── Exercise data ──

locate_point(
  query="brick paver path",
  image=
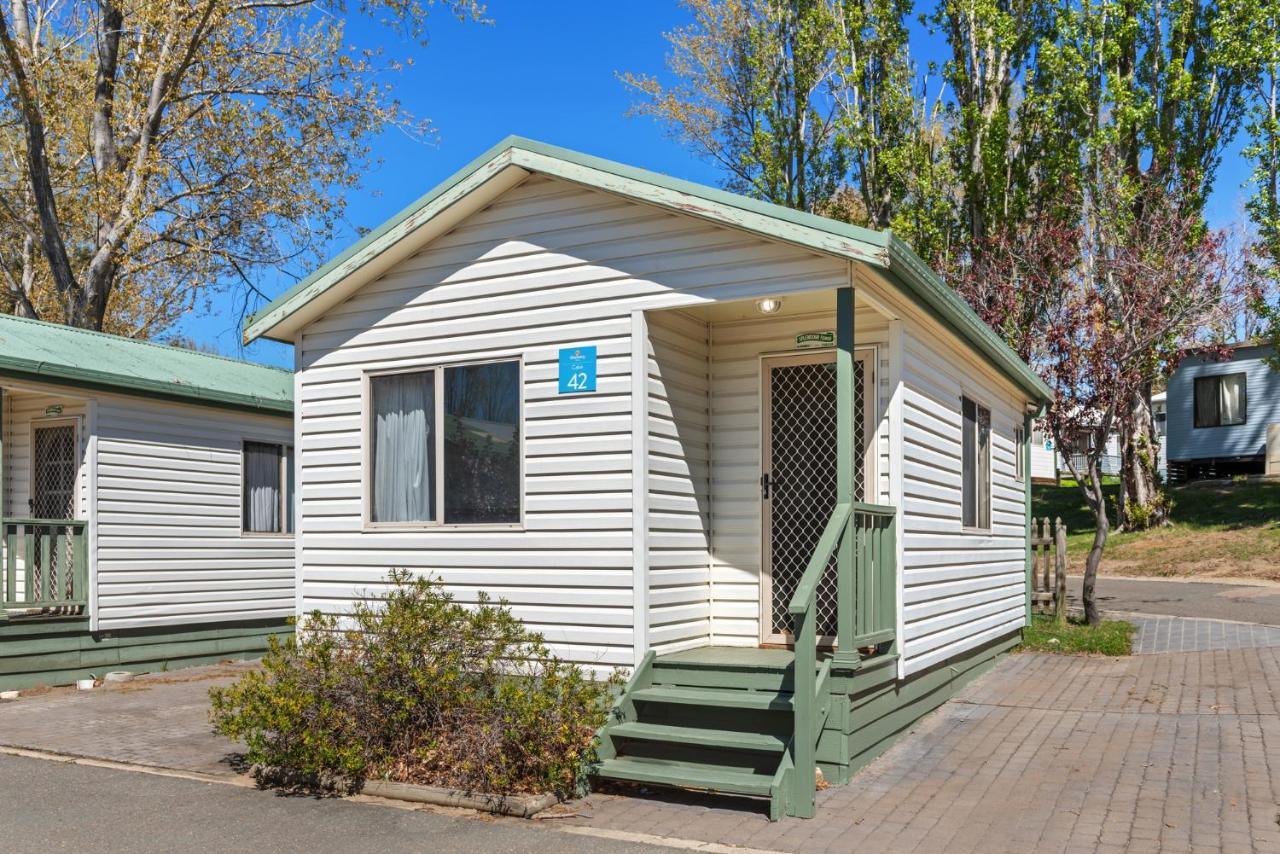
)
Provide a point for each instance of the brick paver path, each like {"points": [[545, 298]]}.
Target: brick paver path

───

Copy out every line of the records above word for word, omitting the picture.

= Exercise response =
locate_point(
  query="brick paver path",
  image=
)
Provide a point for each instance of the brick paver path, each like {"points": [[545, 298]]}.
Target: brick paver path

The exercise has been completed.